*Reto 1*: Presenta todas las filas que aparecen después del fragmento como una tabla en Markdown con las columnas «Número» y «Línea». Numera cada línea y omite las líneas en blanco.

*Fragmento*:
MFP: Tengo la impresión de que una historia como la historia mexicana puede, hasta cierto punto, tergiversar y darle otro sentido a la historia de los de abajo. Pudo ser rescrita de modo tal que fue asimilada aun si justificó y reforzó el discurso del poder. Pero en Argentina, los grandes movimientos sociales, políticos y culturales de las clases subalternas fueron, y aún lo son, combatidos y reprimidos por una historia oficial que los oculta para evitar que la capacidad crítica y su potencia política sean conocidas. El peronismo sepultó la historia de las luchas y esfuerzos organizativos que llevaron adelante los anarquistas socialistas, los sindicalistas y comunistas durante el proceso de formación de la clase obrera argentina. El menemismo terminó de sepultar el mito del peronismo como un partido que respondía y podía satisfacer las demandas e intereses de la clase obrera y los desposeídos. Más recientemente, el FREPASO (Frente para un País Solidario), en el camino que lo condujo al poder se fue despojando de todos y cada uno de los principios y aliados políticos que lo podían ligar a una visión crítica de la historia, hasta que se sintió lo suficientemente libre como para conformar alianzas electorales con los sectores más conservadores y tradicionales de la política argentina. Si ninguno de los grandes episodios y las grandes gestas populares y clasistas en Argentina se encuentran en la historia oficial es porque los partidos mayoritarios no pueden ni quieren rescatarlos, porque están en contra de sus intereses actuales o porque revelarían la responsabilidad que les cupo en su represión, disolución o eliminación. No son reciclados por el poder político. En este punto creo que reside una diferencia esencial: ninguno de los grandes episodios y las grandes gestas populares y de clases en Argentina se encuentran presentes en la historia. En el mejor de los casos, éstos se presentan como problemas, amenazas o posibles riesgos para el orden establecido.
Para profundizar la pregunta anterior. Tú dices que esta narración oficial elaborada por la dictadura no consistiría sino en llevar hasta sus últimos extremos una narración ya existente que se vehicula en Argentina desde mucho tiempo antes y que, en resumidas cuentas, vendría siendo no sólo la exclusión de los de abajo de la reconstrucción histórica, no sólo su subordinación al protagonismo histórico de otros sujetos sociales, sino a su virtual dilución en el paisaje histórico. Entonces ¿en qué consiste llevar a los extremos esa narración?

*Filas proporcionadas*:
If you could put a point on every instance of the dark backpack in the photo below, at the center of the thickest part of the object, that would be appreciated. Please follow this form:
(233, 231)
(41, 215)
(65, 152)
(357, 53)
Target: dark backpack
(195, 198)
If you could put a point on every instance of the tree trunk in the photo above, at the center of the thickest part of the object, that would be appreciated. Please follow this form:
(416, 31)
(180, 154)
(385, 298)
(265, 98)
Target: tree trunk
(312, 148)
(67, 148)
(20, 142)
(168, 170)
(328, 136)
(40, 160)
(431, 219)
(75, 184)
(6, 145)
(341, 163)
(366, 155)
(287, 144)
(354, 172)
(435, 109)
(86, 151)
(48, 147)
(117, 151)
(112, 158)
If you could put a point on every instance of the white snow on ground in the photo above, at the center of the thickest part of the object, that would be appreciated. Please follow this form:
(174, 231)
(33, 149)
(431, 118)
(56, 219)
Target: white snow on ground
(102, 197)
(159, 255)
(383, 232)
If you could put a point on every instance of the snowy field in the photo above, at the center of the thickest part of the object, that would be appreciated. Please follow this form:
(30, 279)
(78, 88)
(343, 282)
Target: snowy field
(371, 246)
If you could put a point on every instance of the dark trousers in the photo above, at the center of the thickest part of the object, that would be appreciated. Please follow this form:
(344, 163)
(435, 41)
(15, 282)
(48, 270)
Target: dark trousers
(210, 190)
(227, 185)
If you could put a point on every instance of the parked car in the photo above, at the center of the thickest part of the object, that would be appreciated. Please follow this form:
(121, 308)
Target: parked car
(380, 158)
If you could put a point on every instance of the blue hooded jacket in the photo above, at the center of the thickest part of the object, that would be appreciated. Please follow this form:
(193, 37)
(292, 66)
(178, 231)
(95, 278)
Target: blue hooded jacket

*Reto 2*: Cita del fragmento sobre la historia oficial argentina el pasaje que empieza con «Para profundizar la» y sigue hasta «extremos esa narración?».

*Respuesta completa 1*:
| Número | Línea |
|---|---|
| 1 | If you could put a point on every instance of the dark backpack in the photo below, at the center of the thickest part of the object, that would be appreciated. Please follow this form: |
| 2 | (233, 231) |
| 3 | (41, 215) |
| 4 | (65, 152) |
| 5 | (357, 53) |
| 6 | Target: dark backpack |
| 7 | (195, 198) |
| 8 | If you could put a point on every instance of the tree trunk in the photo above, at the center of the thickest part of the object, that would be appreciated. Please follow this form: |
| 9 | (416, 31) |
| 10 | (180, 154) |
| 11 | (385, 298) |
| 12 | (265, 98) |
| 13 | Target: tree trunk |
| 14 | (312, 148) |
| 15 | (67, 148) |
| 16 | (20, 142) |
| 17 | (168, 170) |
| 18 | (328, 136) |
| 19 | (40, 160) |
| 20 | (431, 219) |
| 21 | (75, 184) |
| 22 | (6, 145) |
| 23 | (341, 163) |
| 24 | (366, 155) |
| 25 | (287, 144) |
| 26 | (354, 172) |
| 27 | (435, 109) |
| 28 | (86, 151) |
| 29 | (48, 147) |
| 30 | (117, 151) |
| 31 | (112, 158) |
| 32 | If you could put a point on every instance of the white snow on ground in the photo above, at the center of the thickest part of the object, that would be appreciated. Please follow this form: |
| 33 | (174, 231) |
| 34 | (33, 149) |
| 35 | (431, 118) |
| 36 | (56, 219) |
| 37 | Target: white snow on ground |
| 38 | (102, 197) |
| 39 | (159, 255) |
| 40 | (383, 232) |
| 41 | If you could put a point on every instance of the snowy field in the photo above, at the center of the thickest part of the object, that would be appreciated. Please follow this form: |
| 42 | (30, 279) |
| 43 | (78, 88) |
| 44 | (343, 282) |
| 45 | Target: snowy field |
| 46 | (371, 246) |
| 47 | If you could put a point on every instance of the dark trousers in the photo above, at the center of the thickest part of the object, that would be appreciated. Please follow this form: |
| 48 | (344, 163) |
| 49 | (435, 41) |
| 50 | (15, 282) |
| 51 | (48, 270) |
| 52 | Target: dark trousers |
| 53 | (210, 190) |
| 54 | (227, 185) |
| 55 | If you could put a point on every instance of the parked car in the photo above, at the center of the thickest part of the object, that would be appreciated. Please follow this form: |
| 56 | (121, 308) |
| 57 | Target: parked car |
| 58 | (380, 158) |
| 59 | If you could put a point on every instance of the blue hooded jacket in the photo above, at the center of the thickest part of the object, that would be appreciated. Please follow this form: |
| 60 | (193, 37) |
| 61 | (292, 66) |
| 62 | (178, 231) |
| 63 | (95, 278) |
| 64 | Target: blue hooded jacket |

*Respuesta completa 2*:
Para profundizar la pregunta anterior. Tú dices que esta narración oficial elaborada por la dictadura no consistiría sino en llevar hasta sus últimos extremos una narración ya existente que se vehicula en Argentina desde mucho tiempo antes y que, en resumidas cuentas, vendría siendo no sólo la exclusión de los de abajo de la reconstrucción histórica, no sólo su subordinación al protagonismo histórico de otros sujetos sociales, sino a su virtual dilución en el paisaje histórico. Entonces ¿en qué consiste llevar a los extremos esa narración?